Problem details: Reproduce the part of the article on archiving the internet that begins with the words "(Image credit: Shutterstock" and ends with "a single dime.".

(Extract provided)

The story of the fight to archive the internet

(Image credit: Shutterstock / 300 librarians)

On the same day in 1996, Brewster Kahle founded two separate but closely connected organizations. The first went on to make him very wealthy, and the second has earned him not a single dime.

Alexa Internet (often confused with Alexa, the voice assistant) was a service that crawled the web for metadata and other information, which was then served up via the browser to help people make sense of the content on a website.

A few years later, the company was acquired by Amazon in a deal worth $250 million, and converted into an SEO service. However, despite the change of ownership, Alexa Internet continued to supply the data it collected to the second organization Kahle had founded: a non-profit called the Internet Archive.

It was Kahle’s vision that the Internet Archive would become a modern version of the Library of Alexandria, and provide “universal access to all knowledge," he told TechRadar Pro.

This digital library, over which he still presides, is now home to many billions of archived web pages (accessible for free via a service called the Wayback Machine) and millions of digitized books.

Earlier this year, the Archive celebrated a landmark 25th anniversary, but Kahle is still unsatisfied with its scope. The project is also facing threats unlike any it has encountered before.

Brewster Kahle, founder of the Internet Archive (Image credit: Brewster Kahle)

An early taste

Kahle’s preoccupation with both the internet and the exchange of information can be traced back to the Massachusetts Institute of Technology (MIT), where he studied for a degree in computer science in the 1980s.

At MIT, Kahle and his cohort had access to the Advanced Research Projects Agency Network (more commonly known as ARPANET), a precursor to the internet as it exists today and the source of the first ever email.

ARPANET allowed computers to communicate with one another over telephone lines using a technique called packet switching, whereby data is broken down into small chunks, fired across a network and reassembled at its destination. ARPANET quickly became a hotbed for innovation in the fields of computing and networking.

“We were using the ARPANET intranet for pretty much everything,” said Kahle. “And already we were witnessing some of the problems that would end up playing out over the next 40 years.”

He described an experiment whereby a mailing list was created that included all ARPANET users. The idea was to see what would happen if different virtual communities (represented at the time by a series of smaller mailing lists and Usenet groups) were thrown into one space.

(End Extract provided)
(Excerpted records)

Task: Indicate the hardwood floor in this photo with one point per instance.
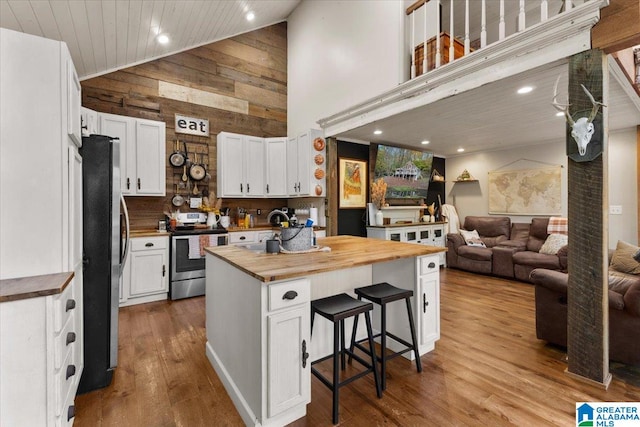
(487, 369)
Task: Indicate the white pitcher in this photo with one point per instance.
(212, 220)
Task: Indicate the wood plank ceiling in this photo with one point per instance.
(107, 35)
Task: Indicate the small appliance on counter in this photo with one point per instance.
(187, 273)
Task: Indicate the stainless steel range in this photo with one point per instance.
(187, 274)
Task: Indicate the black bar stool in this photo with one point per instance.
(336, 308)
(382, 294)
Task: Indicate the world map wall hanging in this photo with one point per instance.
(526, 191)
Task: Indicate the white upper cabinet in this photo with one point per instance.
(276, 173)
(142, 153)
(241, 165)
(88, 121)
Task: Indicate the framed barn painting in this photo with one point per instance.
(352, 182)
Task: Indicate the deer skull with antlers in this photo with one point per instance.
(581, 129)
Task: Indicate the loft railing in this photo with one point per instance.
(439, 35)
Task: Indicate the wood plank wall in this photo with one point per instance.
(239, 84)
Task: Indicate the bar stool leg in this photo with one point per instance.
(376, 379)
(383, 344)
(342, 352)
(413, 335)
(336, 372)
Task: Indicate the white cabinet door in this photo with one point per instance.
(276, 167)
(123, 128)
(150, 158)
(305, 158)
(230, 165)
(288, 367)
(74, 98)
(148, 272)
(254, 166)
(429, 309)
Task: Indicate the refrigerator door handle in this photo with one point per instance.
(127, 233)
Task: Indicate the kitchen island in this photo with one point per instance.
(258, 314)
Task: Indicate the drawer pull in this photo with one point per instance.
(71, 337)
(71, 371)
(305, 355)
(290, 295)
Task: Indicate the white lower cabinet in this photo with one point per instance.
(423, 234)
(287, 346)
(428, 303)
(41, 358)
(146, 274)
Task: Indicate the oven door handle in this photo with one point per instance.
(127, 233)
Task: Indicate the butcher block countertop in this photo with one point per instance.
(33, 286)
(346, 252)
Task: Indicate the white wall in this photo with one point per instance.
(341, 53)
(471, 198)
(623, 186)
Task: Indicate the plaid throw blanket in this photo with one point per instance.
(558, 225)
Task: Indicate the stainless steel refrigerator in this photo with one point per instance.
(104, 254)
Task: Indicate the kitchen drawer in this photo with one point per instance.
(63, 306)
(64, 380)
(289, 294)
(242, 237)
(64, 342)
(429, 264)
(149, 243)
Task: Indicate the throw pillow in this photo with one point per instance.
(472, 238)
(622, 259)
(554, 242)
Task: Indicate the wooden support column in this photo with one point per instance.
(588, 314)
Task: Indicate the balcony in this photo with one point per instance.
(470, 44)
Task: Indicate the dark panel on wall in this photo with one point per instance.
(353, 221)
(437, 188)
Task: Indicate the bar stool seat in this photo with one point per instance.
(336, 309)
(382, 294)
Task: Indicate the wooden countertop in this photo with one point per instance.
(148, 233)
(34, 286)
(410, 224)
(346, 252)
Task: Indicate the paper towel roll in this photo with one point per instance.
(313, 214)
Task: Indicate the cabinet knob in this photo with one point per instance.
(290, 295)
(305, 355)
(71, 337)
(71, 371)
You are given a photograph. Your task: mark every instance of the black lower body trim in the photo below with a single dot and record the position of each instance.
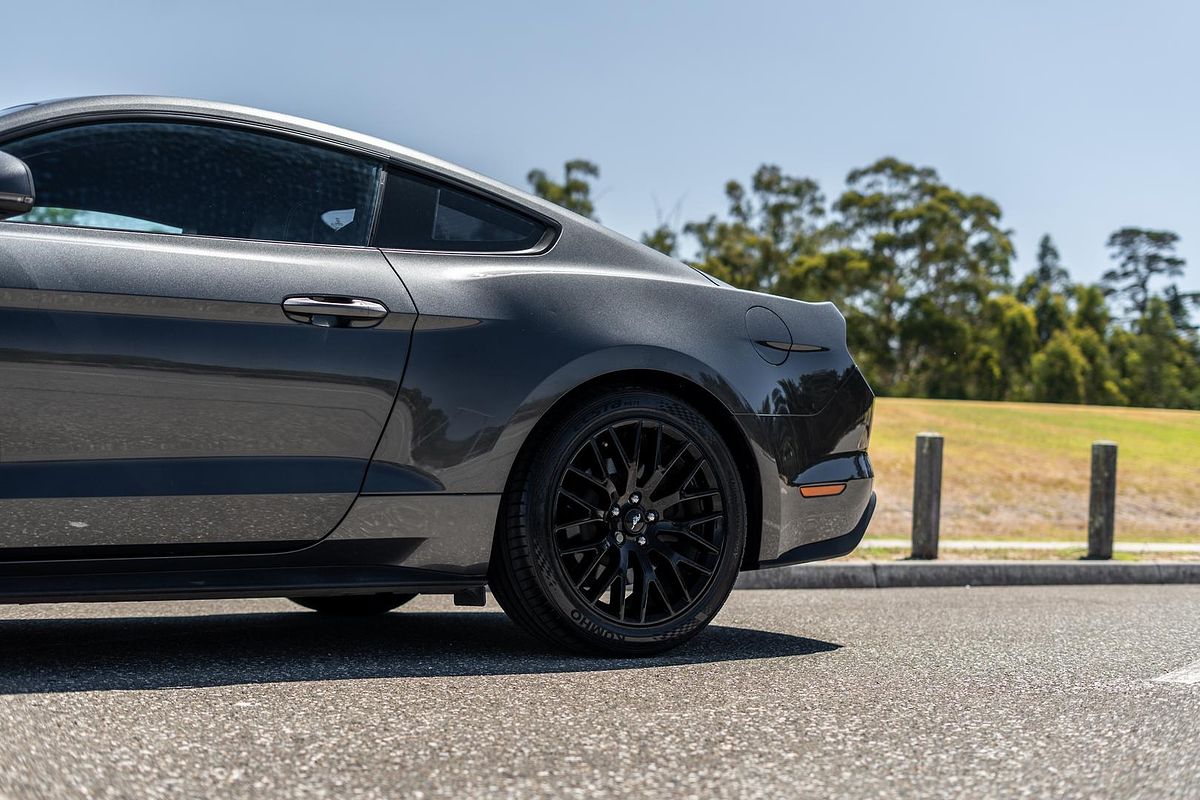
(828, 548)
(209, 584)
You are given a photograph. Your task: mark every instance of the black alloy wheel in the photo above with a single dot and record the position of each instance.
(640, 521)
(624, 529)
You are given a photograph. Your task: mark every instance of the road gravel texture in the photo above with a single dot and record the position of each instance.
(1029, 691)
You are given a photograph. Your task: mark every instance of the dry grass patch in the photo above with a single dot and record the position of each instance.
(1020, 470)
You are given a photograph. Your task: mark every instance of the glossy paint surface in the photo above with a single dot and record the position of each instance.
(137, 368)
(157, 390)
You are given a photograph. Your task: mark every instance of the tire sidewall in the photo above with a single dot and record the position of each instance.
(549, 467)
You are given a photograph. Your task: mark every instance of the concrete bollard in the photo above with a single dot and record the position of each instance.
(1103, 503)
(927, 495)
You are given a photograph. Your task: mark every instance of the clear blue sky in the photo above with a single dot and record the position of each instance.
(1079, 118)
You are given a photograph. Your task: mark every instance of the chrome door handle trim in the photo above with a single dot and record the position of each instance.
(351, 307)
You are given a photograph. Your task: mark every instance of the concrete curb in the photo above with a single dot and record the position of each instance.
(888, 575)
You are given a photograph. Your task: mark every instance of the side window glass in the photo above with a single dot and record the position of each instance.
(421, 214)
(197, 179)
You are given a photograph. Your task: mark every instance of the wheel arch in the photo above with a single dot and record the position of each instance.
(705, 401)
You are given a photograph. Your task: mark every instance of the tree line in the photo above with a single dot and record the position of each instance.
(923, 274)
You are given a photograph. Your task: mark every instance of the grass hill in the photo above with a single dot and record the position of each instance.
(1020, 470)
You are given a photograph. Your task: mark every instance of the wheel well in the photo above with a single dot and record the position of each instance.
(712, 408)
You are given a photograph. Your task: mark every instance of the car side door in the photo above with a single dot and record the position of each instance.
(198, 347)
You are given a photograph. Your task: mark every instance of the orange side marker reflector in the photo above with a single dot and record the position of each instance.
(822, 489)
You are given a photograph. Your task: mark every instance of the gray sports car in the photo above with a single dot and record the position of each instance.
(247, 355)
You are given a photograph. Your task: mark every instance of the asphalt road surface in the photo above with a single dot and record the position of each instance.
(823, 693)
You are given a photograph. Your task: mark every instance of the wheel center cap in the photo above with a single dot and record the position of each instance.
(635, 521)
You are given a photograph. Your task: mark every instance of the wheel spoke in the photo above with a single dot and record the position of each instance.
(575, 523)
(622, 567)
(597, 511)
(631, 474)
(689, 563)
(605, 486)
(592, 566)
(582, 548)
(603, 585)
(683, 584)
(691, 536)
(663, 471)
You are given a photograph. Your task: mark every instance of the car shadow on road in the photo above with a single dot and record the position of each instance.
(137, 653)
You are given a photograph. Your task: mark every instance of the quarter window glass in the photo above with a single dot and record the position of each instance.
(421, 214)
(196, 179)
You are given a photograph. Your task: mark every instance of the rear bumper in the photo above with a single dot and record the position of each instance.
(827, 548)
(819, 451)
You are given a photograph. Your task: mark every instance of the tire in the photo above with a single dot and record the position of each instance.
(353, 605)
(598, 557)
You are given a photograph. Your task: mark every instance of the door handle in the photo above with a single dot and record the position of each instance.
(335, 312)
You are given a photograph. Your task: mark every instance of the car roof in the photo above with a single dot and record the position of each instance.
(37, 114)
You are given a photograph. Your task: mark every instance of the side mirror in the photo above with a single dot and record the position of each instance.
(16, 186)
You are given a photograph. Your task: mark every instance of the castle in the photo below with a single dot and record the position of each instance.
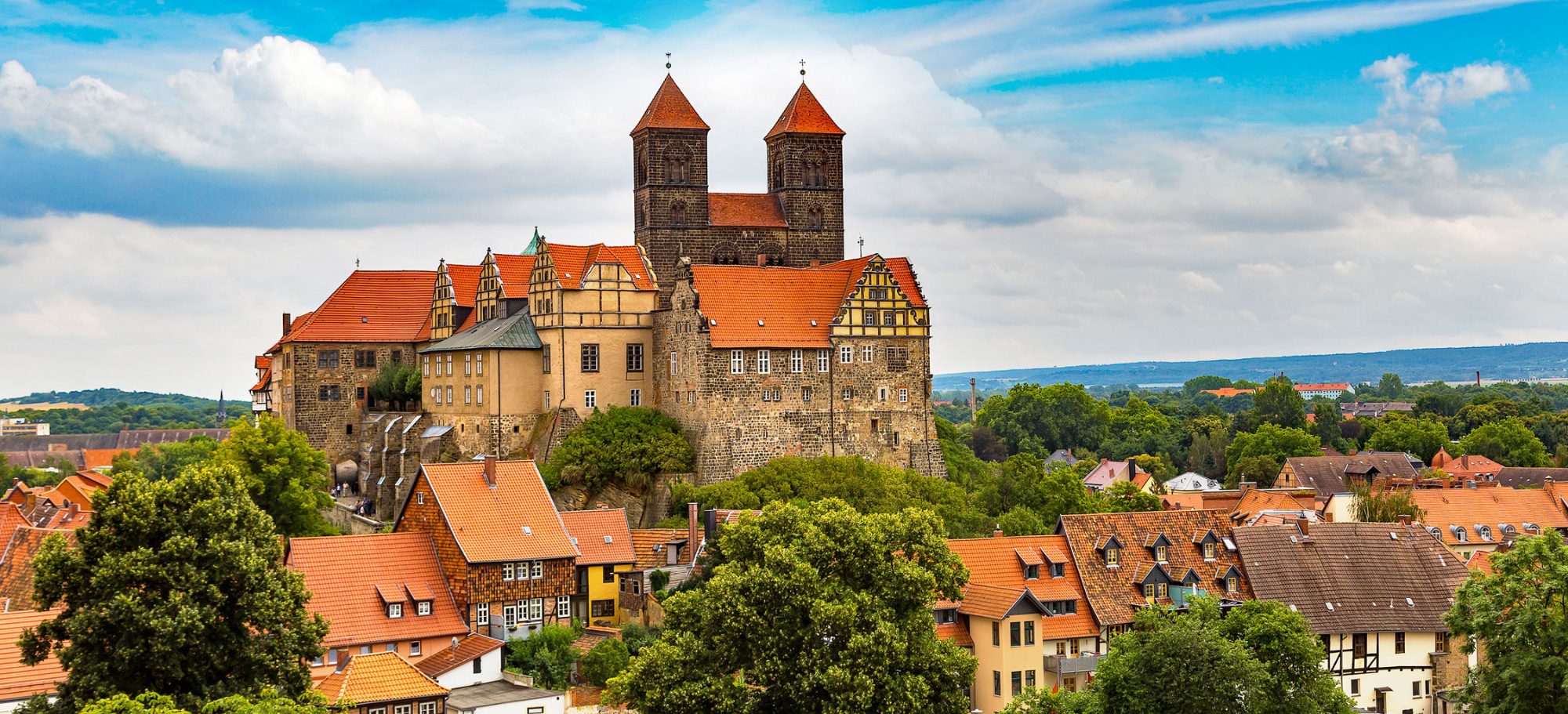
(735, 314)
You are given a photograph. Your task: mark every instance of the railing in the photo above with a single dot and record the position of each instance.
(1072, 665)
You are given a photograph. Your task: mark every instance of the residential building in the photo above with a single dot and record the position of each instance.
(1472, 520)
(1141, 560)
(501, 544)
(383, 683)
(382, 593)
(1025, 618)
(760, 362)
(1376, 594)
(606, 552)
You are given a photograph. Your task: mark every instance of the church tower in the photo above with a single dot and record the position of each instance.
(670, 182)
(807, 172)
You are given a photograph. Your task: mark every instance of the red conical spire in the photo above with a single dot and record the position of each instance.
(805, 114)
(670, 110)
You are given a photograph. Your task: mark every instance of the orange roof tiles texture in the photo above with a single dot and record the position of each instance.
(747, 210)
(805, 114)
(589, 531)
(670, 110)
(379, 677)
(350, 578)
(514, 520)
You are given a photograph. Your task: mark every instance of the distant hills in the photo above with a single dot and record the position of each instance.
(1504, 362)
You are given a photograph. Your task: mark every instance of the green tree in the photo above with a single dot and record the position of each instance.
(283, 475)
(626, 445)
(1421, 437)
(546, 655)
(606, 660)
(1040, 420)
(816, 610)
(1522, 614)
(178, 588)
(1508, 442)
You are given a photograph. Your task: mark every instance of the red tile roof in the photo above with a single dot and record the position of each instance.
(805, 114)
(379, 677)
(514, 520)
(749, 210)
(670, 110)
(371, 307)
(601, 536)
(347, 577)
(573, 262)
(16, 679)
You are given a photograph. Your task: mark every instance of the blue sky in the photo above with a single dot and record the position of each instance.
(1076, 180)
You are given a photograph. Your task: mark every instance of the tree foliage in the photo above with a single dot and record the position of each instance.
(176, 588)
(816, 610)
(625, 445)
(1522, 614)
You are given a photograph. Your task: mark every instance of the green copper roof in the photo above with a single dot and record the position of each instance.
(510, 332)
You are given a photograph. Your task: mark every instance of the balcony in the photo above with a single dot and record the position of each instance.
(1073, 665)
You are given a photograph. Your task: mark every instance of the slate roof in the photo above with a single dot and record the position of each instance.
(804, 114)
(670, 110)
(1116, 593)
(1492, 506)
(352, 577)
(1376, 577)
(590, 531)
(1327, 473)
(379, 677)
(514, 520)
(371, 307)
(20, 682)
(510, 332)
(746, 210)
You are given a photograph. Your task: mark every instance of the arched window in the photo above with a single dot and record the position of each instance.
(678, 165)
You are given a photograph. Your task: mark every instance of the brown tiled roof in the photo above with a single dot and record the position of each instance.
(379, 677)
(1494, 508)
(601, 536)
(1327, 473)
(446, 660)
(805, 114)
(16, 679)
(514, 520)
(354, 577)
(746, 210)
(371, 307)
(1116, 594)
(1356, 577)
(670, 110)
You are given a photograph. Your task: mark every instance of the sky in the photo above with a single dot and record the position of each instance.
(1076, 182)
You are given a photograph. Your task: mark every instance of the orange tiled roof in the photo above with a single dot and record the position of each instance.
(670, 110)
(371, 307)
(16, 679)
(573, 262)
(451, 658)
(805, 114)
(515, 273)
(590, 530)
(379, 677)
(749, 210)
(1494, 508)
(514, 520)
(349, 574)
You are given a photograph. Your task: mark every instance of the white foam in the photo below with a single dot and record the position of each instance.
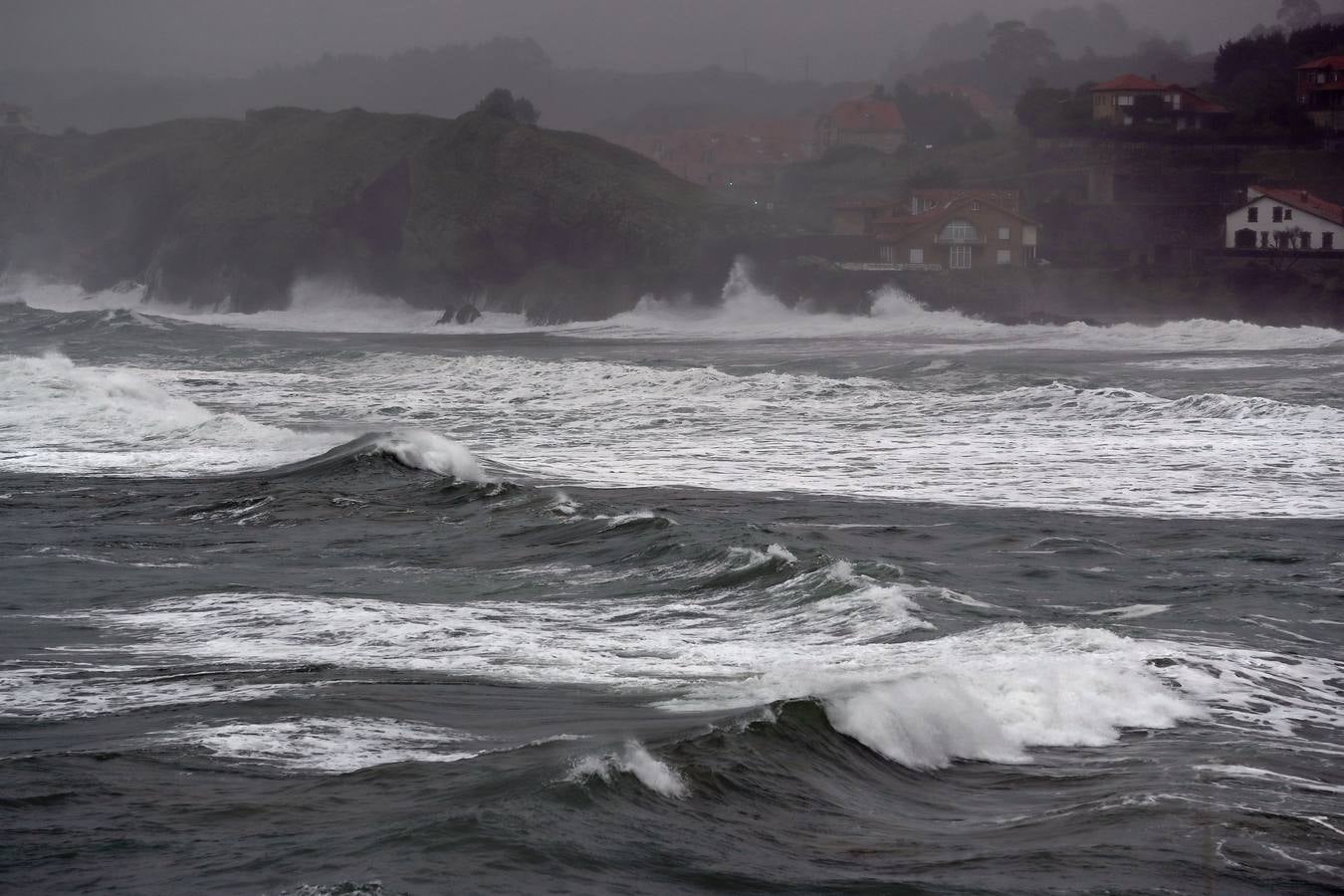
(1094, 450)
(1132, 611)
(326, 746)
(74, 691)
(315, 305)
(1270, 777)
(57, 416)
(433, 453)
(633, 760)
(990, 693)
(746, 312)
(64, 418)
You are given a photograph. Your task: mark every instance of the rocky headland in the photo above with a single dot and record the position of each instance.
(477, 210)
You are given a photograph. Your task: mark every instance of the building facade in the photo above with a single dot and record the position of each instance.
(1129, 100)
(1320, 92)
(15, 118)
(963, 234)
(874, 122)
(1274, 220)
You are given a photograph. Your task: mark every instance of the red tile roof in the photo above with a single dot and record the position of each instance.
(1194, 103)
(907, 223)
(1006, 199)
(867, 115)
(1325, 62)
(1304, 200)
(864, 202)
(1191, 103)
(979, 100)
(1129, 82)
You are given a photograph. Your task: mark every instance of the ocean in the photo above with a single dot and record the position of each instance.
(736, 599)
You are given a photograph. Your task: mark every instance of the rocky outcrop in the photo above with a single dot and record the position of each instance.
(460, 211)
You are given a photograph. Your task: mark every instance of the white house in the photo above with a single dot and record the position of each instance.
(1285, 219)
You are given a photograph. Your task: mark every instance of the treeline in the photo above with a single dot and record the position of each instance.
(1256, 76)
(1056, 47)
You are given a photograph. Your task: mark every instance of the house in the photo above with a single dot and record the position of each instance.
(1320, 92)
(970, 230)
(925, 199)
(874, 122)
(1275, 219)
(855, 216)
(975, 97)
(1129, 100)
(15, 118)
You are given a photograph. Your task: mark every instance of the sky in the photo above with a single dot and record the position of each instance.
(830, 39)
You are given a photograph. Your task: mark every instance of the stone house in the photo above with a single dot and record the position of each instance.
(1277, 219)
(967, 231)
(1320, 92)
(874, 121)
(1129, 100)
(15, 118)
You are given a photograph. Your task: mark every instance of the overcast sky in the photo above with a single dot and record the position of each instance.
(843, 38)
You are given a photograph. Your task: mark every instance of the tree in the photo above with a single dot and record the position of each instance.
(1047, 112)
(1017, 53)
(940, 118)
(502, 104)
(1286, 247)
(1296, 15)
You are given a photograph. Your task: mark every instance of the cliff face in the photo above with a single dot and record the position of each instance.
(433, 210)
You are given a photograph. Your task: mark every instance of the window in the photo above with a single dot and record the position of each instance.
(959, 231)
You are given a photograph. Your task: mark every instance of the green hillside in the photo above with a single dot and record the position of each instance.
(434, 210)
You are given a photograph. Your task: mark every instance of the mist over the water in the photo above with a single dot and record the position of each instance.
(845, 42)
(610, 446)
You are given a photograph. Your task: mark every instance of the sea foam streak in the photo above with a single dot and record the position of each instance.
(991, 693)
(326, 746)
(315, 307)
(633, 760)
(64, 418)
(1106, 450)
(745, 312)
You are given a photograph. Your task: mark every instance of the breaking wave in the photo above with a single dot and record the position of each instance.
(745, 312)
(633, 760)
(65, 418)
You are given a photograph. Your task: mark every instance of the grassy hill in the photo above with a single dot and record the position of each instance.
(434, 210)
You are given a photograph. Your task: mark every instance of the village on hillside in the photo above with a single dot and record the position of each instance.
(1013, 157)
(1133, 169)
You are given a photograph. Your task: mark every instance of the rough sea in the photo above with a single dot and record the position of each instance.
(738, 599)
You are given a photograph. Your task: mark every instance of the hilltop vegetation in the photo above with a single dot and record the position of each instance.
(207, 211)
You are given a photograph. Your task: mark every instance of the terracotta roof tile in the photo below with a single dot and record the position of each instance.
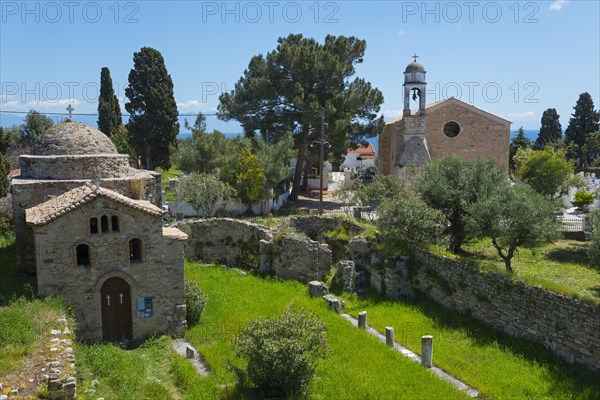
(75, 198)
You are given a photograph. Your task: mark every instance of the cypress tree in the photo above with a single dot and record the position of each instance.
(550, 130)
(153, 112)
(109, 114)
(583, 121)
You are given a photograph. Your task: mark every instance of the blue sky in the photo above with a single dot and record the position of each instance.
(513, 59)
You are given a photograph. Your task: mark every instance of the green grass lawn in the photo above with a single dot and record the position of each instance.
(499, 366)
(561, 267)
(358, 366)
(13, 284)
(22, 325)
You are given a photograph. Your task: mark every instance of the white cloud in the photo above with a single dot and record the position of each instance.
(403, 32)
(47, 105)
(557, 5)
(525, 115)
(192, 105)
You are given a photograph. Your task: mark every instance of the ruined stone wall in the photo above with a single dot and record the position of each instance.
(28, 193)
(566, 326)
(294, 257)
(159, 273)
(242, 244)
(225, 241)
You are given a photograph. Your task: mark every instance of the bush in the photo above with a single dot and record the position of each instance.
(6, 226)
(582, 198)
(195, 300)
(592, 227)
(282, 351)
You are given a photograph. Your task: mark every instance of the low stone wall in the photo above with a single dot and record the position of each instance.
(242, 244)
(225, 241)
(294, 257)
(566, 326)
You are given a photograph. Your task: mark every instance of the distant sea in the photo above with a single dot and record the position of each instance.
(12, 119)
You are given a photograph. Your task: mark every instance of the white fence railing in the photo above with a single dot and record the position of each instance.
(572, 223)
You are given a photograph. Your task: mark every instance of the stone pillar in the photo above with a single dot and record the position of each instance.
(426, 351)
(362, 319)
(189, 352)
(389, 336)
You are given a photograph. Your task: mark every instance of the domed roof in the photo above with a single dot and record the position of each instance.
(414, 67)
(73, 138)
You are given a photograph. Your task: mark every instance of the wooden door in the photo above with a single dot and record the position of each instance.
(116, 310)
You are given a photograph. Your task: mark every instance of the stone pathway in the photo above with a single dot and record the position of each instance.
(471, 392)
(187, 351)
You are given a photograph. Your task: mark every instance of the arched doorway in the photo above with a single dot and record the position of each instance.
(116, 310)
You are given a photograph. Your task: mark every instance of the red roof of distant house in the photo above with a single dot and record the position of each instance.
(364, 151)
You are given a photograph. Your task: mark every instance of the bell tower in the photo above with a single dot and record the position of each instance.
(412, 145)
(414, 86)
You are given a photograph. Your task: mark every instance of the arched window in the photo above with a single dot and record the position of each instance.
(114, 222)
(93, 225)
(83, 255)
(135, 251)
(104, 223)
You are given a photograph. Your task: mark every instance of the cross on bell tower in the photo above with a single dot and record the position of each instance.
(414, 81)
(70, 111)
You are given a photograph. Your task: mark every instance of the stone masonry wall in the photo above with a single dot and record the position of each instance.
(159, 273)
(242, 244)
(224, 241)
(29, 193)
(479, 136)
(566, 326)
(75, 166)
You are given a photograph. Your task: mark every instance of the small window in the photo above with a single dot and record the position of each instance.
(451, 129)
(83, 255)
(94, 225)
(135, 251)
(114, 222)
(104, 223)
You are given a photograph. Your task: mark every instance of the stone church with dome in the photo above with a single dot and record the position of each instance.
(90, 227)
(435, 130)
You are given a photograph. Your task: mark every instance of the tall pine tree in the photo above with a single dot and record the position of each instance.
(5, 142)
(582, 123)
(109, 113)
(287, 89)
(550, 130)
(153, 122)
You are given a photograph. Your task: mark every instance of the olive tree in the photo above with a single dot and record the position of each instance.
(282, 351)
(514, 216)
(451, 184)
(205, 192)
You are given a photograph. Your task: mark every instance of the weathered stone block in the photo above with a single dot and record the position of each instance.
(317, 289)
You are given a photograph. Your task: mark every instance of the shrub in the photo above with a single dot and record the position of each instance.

(End Excerpted records)

Task result:
(Image credit: Shutterstock / 300 librarians)

On the same day in 1996, Brewster Kahle founded two separate but closely connected organizations. The first went on to make him very wealthy, and the second has earned him not a single dime.